(Items from a labeling collection)
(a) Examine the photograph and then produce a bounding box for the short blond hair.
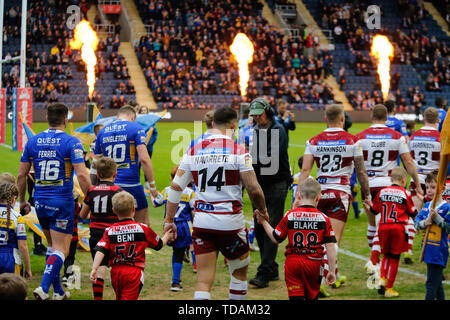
[300,177,322,200]
[0,172,16,184]
[95,157,117,179]
[372,104,388,121]
[325,104,344,123]
[423,107,439,124]
[112,191,134,216]
[391,167,408,181]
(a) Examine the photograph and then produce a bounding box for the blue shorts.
[34,199,75,234]
[167,221,192,248]
[117,183,148,211]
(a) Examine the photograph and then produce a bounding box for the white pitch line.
[339,248,450,284]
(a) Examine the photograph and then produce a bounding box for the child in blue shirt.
[415,188,450,300]
[153,166,194,291]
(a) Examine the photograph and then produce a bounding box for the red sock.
[92,278,105,300]
[380,255,389,279]
[386,258,400,288]
[370,250,380,265]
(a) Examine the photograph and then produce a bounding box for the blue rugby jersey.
[20,129,84,200]
[438,109,447,132]
[94,119,147,187]
[386,116,408,136]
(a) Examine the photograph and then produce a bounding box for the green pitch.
[0,122,450,300]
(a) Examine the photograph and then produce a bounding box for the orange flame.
[370,35,394,101]
[230,33,254,97]
[70,20,98,98]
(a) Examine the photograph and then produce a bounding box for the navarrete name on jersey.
[103,134,127,143]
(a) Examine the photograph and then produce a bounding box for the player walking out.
[95,105,158,225]
[370,167,417,298]
[17,103,91,300]
[255,178,336,300]
[164,108,267,300]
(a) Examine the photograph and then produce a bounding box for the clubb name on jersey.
[94,119,146,187]
[356,124,409,188]
[20,129,84,200]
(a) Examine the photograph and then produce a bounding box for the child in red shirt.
[255,178,336,300]
[90,191,173,300]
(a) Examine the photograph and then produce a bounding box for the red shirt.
[371,184,417,225]
[273,206,336,260]
[95,219,162,269]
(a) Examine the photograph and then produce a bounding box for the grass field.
[0,119,450,300]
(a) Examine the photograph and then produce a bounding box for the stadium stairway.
[119,42,157,109]
[292,0,353,111]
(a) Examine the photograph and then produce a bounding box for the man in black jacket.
[249,98,292,288]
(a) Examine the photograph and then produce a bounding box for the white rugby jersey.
[356,124,409,188]
[409,126,441,184]
[305,128,362,194]
[179,134,253,231]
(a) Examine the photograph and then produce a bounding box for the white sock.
[194,291,211,300]
[229,276,248,300]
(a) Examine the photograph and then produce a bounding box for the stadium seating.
[2,0,135,108]
[304,0,450,112]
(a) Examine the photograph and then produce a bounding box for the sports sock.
[194,291,211,300]
[405,222,416,254]
[229,276,248,300]
[386,257,400,288]
[367,224,377,250]
[41,250,65,294]
[92,278,105,300]
[380,255,389,279]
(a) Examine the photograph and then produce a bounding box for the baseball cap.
[249,98,270,116]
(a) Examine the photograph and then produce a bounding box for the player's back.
[97,219,160,269]
[153,187,195,222]
[305,128,362,194]
[179,134,253,231]
[84,181,122,229]
[356,125,408,188]
[274,206,334,260]
[21,129,84,200]
[409,127,441,184]
[372,185,416,225]
[95,119,146,187]
[438,109,447,132]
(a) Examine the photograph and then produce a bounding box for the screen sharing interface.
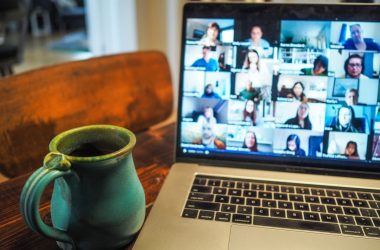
[179,18,380,162]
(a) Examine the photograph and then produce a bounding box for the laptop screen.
[177,3,380,174]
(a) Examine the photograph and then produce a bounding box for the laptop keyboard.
[182,175,380,238]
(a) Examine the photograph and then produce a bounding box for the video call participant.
[344,24,380,51]
[201,83,222,99]
[193,123,226,149]
[285,134,306,156]
[285,102,313,129]
[301,55,329,76]
[332,106,362,133]
[191,46,219,71]
[200,22,220,47]
[344,54,368,79]
[243,131,257,152]
[197,106,216,126]
[343,141,360,160]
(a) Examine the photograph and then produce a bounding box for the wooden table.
[0,124,175,250]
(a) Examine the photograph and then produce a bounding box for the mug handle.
[20,152,76,249]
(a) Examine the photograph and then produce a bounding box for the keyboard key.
[342,191,357,199]
[338,215,355,225]
[215,212,231,222]
[222,181,235,188]
[310,204,326,213]
[228,189,241,196]
[189,192,214,201]
[321,197,336,205]
[191,185,212,193]
[340,225,364,236]
[343,207,360,215]
[237,206,252,214]
[326,190,342,197]
[243,190,257,198]
[273,193,288,201]
[221,204,236,213]
[327,206,343,214]
[182,209,198,218]
[278,201,293,209]
[198,211,215,220]
[232,214,252,224]
[352,200,368,207]
[253,207,269,216]
[363,227,380,238]
[296,187,310,194]
[286,210,302,219]
[259,192,272,199]
[289,194,304,202]
[253,216,340,233]
[193,177,206,186]
[355,217,372,226]
[305,196,319,203]
[281,186,295,194]
[230,196,245,204]
[265,184,280,192]
[207,179,221,187]
[213,188,227,194]
[294,202,310,211]
[360,208,377,217]
[270,209,285,218]
[245,198,261,207]
[311,188,326,196]
[336,198,352,207]
[358,193,373,200]
[321,214,338,223]
[251,183,264,190]
[215,195,230,203]
[186,201,220,211]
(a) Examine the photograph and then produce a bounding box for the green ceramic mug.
[20,125,145,249]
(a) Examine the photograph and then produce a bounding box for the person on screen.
[197,106,216,125]
[246,25,272,57]
[343,141,360,160]
[238,80,260,103]
[285,102,313,129]
[344,89,359,106]
[344,24,380,51]
[200,22,221,47]
[191,46,219,71]
[301,55,329,76]
[243,100,256,125]
[201,83,222,99]
[287,82,307,102]
[285,134,306,156]
[344,54,368,79]
[243,131,257,152]
[193,123,226,149]
[333,106,362,133]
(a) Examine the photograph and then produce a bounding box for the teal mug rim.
[49,124,136,163]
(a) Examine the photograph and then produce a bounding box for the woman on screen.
[285,134,306,156]
[243,131,257,152]
[285,102,313,129]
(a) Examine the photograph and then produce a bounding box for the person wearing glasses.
[344,54,368,79]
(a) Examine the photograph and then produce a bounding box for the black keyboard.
[182,175,380,238]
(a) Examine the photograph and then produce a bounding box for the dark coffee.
[68,142,121,157]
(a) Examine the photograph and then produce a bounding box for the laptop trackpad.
[228,225,380,250]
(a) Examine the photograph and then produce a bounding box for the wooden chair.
[0,52,173,177]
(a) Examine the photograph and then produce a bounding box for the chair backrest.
[0,51,173,177]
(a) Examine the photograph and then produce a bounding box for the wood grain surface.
[0,52,173,177]
[0,124,175,250]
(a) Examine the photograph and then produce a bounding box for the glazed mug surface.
[20,125,145,249]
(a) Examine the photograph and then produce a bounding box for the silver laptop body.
[134,3,380,250]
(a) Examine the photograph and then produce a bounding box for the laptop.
[134,3,380,250]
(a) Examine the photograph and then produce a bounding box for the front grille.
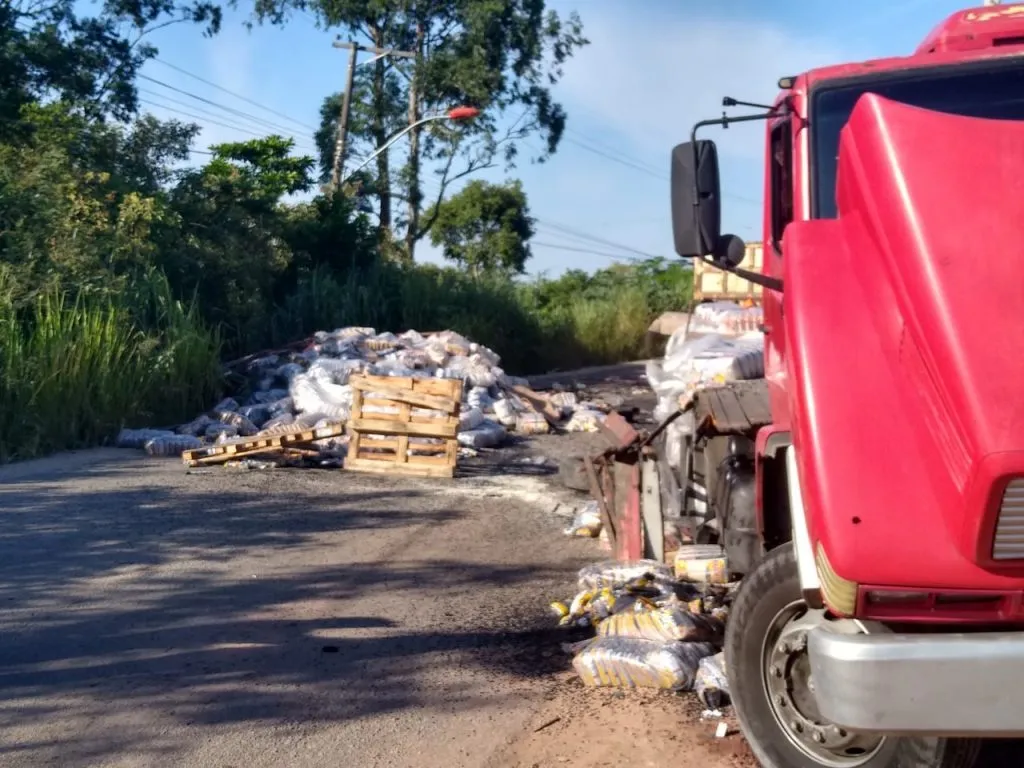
[992,478,1024,560]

### Directions for this task
Update all of the entries above by replacing "photograph" with "image" and leaving everything else as it is. Omit the pictures from your answer.

### Answer in full
(a) Examine the image and then produce a bounding box for the short blond hair.
[300,177,322,200]
[0,172,16,184]
[95,157,117,179]
[372,104,388,121]
[325,104,344,123]
[423,107,439,124]
[112,191,134,216]
[391,167,408,181]
(a) Examine the image and then produce a bounding box for the blue shorts.
[34,199,75,234]
[167,221,192,248]
[117,183,148,211]
(a) Examine the image and then produce a bounding box for the white pitch line.
[339,248,450,284]
(a) Examine the image and then produce a bounding box for the child in blue shirt.
[415,188,450,300]
[153,166,194,291]
(a) Examine the image and then produce a bounding box for the red sock.
[92,278,105,300]
[380,255,389,279]
[386,258,400,288]
[370,250,380,265]
(a) Examine the image and then produce a bounding box for the blue rugby jersey.
[20,129,84,200]
[438,109,447,132]
[94,119,147,187]
[386,116,408,136]
(a) Examine the image and then produce a bounding box for the green pitch.
[0,122,450,300]
(a) Examine the image and then produce a bounding box for the orange flame.
[370,35,394,101]
[230,33,254,97]
[70,20,98,98]
(a) Examine the image and then produce a bounding box for the navarrete name on jersey.
[103,134,127,143]
(a) Examine the image and then produce a bounding box for the player walking out.
[95,105,158,225]
[370,167,417,298]
[17,103,91,300]
[255,178,336,300]
[164,108,267,300]
(a) Examine the image and then produce a bounding box for the clubb name on jersey.
[94,119,146,187]
[356,124,409,188]
[20,129,84,200]
(a) Examine the image and then produce a bounding box for the child in red shirt.
[255,178,336,300]
[90,191,173,300]
(a) Examine the image and then produce a bounding box for the red shirt.
[371,184,417,225]
[273,206,336,260]
[95,219,162,269]
(a) Examine the image and then produce a bounding box for the grass field.
[0,119,450,300]
(a) Examine the image and then produce a bounding box for the stadium stairway.
[119,42,157,109]
[292,0,353,111]
(a) Examine the image and then produce a bounding box for the man in black jacket.
[249,98,292,288]
(a) Examine the image and then produce a bounding box for the white rugby jersey.
[356,124,409,188]
[409,126,441,184]
[305,128,362,194]
[179,134,253,231]
(a) Examine the image and then produce a bounding box for the white sock.
[194,291,211,300]
[229,276,248,300]
(a) Examine the image and then produce a bounding box for the stadium seating.
[2,0,135,108]
[304,0,450,112]
(a) Examine the image and then produce a bounding box for the sports sock.
[194,291,211,300]
[405,222,416,254]
[229,276,248,300]
[386,257,400,288]
[367,224,377,250]
[41,250,65,294]
[92,278,105,300]
[380,255,389,279]
(a) Examine the image and then produce a bounding box for the baseball cap.
[249,98,270,116]
(a) Examine the image and then produce a bounding box for the player's back.
[97,219,160,269]
[153,187,195,222]
[305,128,362,194]
[179,134,253,231]
[84,181,122,229]
[356,125,408,188]
[274,206,334,260]
[21,129,84,200]
[409,127,441,184]
[372,185,416,225]
[95,119,146,187]
[438,109,447,132]
(a) Examine the image and then produce a bounding box for the screen sharing interface.
[179,18,380,162]
(a) Examine the image and then produce a bounding box for the laptop screen.
[177,3,380,174]
(a) Examine the image and then produce a bounding box for the laptop keyboard.
[182,175,380,238]
(a) Examine the image and then produce a bounding box for the video call participant.
[344,24,380,51]
[201,83,222,99]
[193,123,226,149]
[285,134,306,156]
[285,102,313,129]
[301,55,329,76]
[332,106,362,133]
[191,46,219,71]
[200,22,220,47]
[344,54,368,79]
[243,131,257,152]
[197,106,216,126]
[343,141,360,160]
(a) Examine the image and then produce a bounding box for the wooden table.
[0,124,175,250]
(a) Examine the image and then produce a bounding box for the mug handle.
[20,152,76,249]
(a) Examine the image and then produce a bounding box for the keyboard key.
[342,191,357,199]
[338,215,355,225]
[215,212,231,222]
[222,181,235,188]
[310,204,326,213]
[228,189,241,196]
[189,192,214,201]
[321,197,336,205]
[191,185,212,193]
[340,225,364,236]
[343,207,360,215]
[237,206,252,214]
[326,190,342,197]
[243,190,257,198]
[273,193,288,201]
[221,204,236,213]
[327,206,343,214]
[182,209,198,218]
[278,201,293,209]
[198,211,215,220]
[232,214,252,224]
[352,200,368,207]
[253,207,269,216]
[363,227,380,238]
[296,187,310,194]
[286,210,302,219]
[259,192,272,199]
[289,194,304,202]
[253,216,340,233]
[193,177,206,186]
[355,217,372,226]
[305,196,319,203]
[281,186,295,194]
[230,196,245,204]
[265,184,280,192]
[207,179,221,187]
[213,188,227,194]
[294,202,310,211]
[360,208,377,217]
[270,209,285,218]
[245,198,261,207]
[311,188,326,196]
[336,198,352,207]
[358,193,373,200]
[321,214,338,223]
[251,183,264,190]
[215,195,230,203]
[186,201,220,211]
(a) Examine the image and then produce a bounding box for the green ceramic mug.
[20,125,145,249]
(a) Examine the image and then produce a bounding box for the person on screen.
[197,106,216,125]
[246,25,272,57]
[343,141,360,160]
[238,80,260,103]
[285,102,313,129]
[344,89,359,106]
[344,24,380,51]
[200,22,221,47]
[191,46,219,71]
[301,55,329,76]
[243,100,256,125]
[201,83,222,99]
[287,82,307,102]
[285,134,306,156]
[344,54,368,79]
[243,131,257,152]
[193,123,226,149]
[333,106,362,133]
(a) Examine the image and then produce a bounding box for the teal mug rim.
[49,124,136,163]
(a) Examine the image and then produce a bounding box for the woman on screen.
[285,134,306,156]
[243,131,257,152]
[285,102,313,129]
(a) Examine the image and then produce a bounding box for the person wearing glasses.
[344,54,368,79]
(a) Examine the image and then produce a bounding box for the black keyboard.
[182,175,380,238]
(a) Examine the image and then produce a bounding box for the dark coffee.
[68,142,121,157]
(a) Examine the image and then produce a bounding box for the laptop trackpad.
[228,225,380,250]
(a) Examine the image and then produce a bounding box for the wooden chair.
[0,52,173,177]
(a) Examine the image and then produce a bounding box for the chair backrest.
[0,51,173,177]
(a) Examine the image and then produce a bounding box for the wood grain surface.
[0,52,173,177]
[0,124,175,250]
(a) Examine the image and then produce a bounding box for the glazed mug surface.
[20,125,145,249]
(a) Examine the image and then produce a bounding box for the silver laptop body.
[134,3,380,250]
(a) Examine the image and then produce a bounding box for the laptop.
[134,3,380,250]
(a) Examine the image and then produce a bounding box for the front grille.
[992,478,1024,560]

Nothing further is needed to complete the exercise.